#### [Directions for this task]
In the records below, find the line containing "# test: pointer returns one pin per instance of the reflection"; give it again exactly, along with every line that follows, and nothing else.

#### [Records for the exercise]
╔══
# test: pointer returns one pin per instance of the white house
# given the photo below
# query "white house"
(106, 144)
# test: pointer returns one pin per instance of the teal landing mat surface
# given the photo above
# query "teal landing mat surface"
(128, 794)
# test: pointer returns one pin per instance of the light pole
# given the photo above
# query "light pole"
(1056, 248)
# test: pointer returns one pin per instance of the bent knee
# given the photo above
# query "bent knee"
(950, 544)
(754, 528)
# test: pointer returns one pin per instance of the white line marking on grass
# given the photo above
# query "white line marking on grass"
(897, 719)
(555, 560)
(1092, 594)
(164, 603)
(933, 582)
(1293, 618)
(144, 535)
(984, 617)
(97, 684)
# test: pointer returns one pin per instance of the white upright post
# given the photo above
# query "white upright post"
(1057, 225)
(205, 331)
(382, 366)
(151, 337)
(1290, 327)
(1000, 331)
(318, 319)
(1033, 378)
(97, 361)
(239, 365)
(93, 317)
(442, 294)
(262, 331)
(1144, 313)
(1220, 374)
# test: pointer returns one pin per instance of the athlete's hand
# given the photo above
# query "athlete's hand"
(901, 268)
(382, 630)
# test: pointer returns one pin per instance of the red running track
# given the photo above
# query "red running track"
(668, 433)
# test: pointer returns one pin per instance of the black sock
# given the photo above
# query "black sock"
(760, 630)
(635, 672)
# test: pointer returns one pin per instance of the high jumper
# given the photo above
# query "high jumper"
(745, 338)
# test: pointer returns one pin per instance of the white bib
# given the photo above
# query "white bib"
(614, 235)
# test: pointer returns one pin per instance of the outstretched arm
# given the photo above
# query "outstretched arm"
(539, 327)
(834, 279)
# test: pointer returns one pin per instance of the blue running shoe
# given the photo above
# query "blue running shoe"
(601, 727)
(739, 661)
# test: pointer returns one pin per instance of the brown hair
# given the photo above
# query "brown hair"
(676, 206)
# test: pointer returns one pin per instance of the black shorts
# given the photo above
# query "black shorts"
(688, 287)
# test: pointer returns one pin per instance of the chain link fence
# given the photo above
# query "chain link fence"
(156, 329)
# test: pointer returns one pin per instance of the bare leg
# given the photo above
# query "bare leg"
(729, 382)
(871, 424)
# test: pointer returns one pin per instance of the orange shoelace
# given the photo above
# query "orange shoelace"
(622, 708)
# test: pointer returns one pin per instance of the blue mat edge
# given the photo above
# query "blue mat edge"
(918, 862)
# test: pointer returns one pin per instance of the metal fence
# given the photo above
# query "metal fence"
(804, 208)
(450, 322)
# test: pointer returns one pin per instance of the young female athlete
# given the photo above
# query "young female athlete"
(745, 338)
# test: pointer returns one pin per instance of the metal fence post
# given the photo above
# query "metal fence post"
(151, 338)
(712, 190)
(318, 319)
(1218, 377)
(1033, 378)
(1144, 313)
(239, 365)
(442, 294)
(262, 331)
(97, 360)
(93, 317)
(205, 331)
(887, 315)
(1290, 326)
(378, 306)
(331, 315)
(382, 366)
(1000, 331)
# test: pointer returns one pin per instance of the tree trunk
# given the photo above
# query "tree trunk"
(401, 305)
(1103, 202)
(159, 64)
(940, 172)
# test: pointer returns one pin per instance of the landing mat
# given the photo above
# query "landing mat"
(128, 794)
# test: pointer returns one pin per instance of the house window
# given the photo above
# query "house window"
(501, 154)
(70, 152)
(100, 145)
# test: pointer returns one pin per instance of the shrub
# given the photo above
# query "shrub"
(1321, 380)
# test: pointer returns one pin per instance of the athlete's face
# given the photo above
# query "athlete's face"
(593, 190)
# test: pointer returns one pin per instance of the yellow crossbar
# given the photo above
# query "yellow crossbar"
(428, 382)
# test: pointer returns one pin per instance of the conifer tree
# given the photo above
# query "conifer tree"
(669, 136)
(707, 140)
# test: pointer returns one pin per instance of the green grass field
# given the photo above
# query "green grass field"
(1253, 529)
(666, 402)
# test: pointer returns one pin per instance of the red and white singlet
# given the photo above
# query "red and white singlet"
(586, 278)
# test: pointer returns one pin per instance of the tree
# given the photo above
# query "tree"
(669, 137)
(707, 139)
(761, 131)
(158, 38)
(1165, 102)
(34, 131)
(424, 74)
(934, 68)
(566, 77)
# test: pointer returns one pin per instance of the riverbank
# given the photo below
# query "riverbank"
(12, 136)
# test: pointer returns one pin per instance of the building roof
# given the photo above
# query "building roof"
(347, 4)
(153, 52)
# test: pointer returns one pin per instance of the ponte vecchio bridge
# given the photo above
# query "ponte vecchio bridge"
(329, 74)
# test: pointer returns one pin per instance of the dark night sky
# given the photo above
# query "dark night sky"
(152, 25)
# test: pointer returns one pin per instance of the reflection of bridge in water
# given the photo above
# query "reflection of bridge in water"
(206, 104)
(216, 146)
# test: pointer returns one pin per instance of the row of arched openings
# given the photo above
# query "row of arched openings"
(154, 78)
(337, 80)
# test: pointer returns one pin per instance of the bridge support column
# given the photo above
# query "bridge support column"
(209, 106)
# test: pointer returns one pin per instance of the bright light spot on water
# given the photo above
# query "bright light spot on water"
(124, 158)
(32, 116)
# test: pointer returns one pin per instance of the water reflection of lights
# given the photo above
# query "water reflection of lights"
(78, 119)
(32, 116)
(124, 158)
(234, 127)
╚══
#### [Task solution]
# test: pointer returns one pin per instance of the reflection of bridge in water
# given the photo above
# query "reflection of bridge in water"
(206, 104)
(216, 146)
# test: pointer returns one pin per instance of the row of arched openings
# given the photo above
# query "row of arched openings"
(154, 78)
(337, 80)
# test: pointer returns one pin per instance of the bridge support column
# given the photo above
# query "bridge support column"
(209, 106)
# test: pointer returns one pin per instance of the bright light spot on water
# given the photo above
# query "bright light spot on water"
(124, 158)
(32, 116)
# test: pointer returns one pin per instance of the water reflection of lights
# given the photo above
# query "water reflection of lights"
(78, 119)
(32, 116)
(124, 158)
(234, 127)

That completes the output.